Chapter 23. Code coverage

Erlang.mk provides support for code coverage via the tool cover that comes with Erlang/OTP. Code coverage lets you see what parts of your code are covered by the tests.

23.1. Enabling cover when running tests

To run tests with code coverage enabled, simply define COVER=1 either on the command line or in your Makefile:

$ make tests COVER=1

When running the targets tests or check the code coverage report will be built automatically. This is not the case for test framework specific targets, however. In those cases you can generate the reports manually:

$ make eunit proper COVER=1
$ make cover-report

Note that Common Test has some support for cover built-in and that it will generate code coverage reports in the Common Test logs regardless. The report that Erlang.mk generates is however common to all test frameworks and might be more useful.

23.2. Adding applications to the cover report

By default Erlang.mk will include all the applications in the code coverage report, except external dependencies.

··········

▸ TASKS:
**1)** In the code coverage chapter, what has to be defined to run tests with code coverage enabled?
**2)** Write the next part of the code coverage chapter, starting after its last sentence.
The entries that follow have no connection to the text above.

Point annotation dataset entries

··········

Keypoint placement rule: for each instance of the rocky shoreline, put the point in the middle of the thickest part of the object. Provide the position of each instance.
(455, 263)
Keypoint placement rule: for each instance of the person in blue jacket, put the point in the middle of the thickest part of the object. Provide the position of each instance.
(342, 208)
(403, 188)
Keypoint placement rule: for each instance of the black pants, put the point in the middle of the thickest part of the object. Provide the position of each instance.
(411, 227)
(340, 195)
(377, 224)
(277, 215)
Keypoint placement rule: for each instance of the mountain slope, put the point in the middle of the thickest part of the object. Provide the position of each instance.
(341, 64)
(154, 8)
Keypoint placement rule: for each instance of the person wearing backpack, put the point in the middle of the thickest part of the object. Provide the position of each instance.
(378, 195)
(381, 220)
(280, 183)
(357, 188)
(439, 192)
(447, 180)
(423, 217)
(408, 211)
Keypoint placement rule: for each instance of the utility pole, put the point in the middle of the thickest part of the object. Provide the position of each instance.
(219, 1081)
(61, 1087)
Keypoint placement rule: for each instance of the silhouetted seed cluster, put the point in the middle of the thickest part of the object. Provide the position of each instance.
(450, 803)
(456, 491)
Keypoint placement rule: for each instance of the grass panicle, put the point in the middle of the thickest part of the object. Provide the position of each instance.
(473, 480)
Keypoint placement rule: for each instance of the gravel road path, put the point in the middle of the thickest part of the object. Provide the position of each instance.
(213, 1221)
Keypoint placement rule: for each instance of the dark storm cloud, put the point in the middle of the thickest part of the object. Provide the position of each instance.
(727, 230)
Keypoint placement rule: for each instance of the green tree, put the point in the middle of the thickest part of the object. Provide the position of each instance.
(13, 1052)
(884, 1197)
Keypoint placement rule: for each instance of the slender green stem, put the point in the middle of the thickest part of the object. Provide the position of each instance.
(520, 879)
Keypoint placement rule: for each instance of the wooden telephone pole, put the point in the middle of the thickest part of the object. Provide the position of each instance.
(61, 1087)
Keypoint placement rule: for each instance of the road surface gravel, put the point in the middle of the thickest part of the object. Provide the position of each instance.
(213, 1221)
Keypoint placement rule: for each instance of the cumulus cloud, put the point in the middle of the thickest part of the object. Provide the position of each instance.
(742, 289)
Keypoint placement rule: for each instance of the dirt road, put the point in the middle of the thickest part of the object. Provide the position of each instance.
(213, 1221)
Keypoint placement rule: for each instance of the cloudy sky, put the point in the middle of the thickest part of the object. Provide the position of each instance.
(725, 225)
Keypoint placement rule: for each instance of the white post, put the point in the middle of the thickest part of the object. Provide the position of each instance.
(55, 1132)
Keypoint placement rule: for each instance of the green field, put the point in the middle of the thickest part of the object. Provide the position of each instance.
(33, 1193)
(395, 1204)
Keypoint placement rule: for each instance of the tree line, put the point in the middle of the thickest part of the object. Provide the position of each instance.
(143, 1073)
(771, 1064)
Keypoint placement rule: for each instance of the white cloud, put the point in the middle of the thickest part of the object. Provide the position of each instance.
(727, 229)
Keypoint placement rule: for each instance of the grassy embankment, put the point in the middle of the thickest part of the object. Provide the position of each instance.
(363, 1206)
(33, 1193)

··········

▸ RESPONSES FOR EACH TASK:
**1)** COVER=1, either on the command line or in the Makefile.

**2)**
To include some dependencies in the report, you can define the COVER_DEPS variable:

COVER_DEPS = cowlib

When using multi application repositories you can exclude some applications by defining the COVER_APPS variable:

COVER_APPS = presence backend

23.3. Removing modules from the cover report

By default Erlang.mk will include all modules in the cover report.

To exclude some modules from the report, you can define the COVER_EXCLUDE_MODS variable:

COVER_EXCLUDE_MODS = cowboy_app cowboy_sup

23.4. Configuring paths

By default Erlang.mk will store coverdata files and code coverage reports under the cover/ directory. The variables COVER_DATA_DIR and COVER_REPORT_DIR can be set to use a different location.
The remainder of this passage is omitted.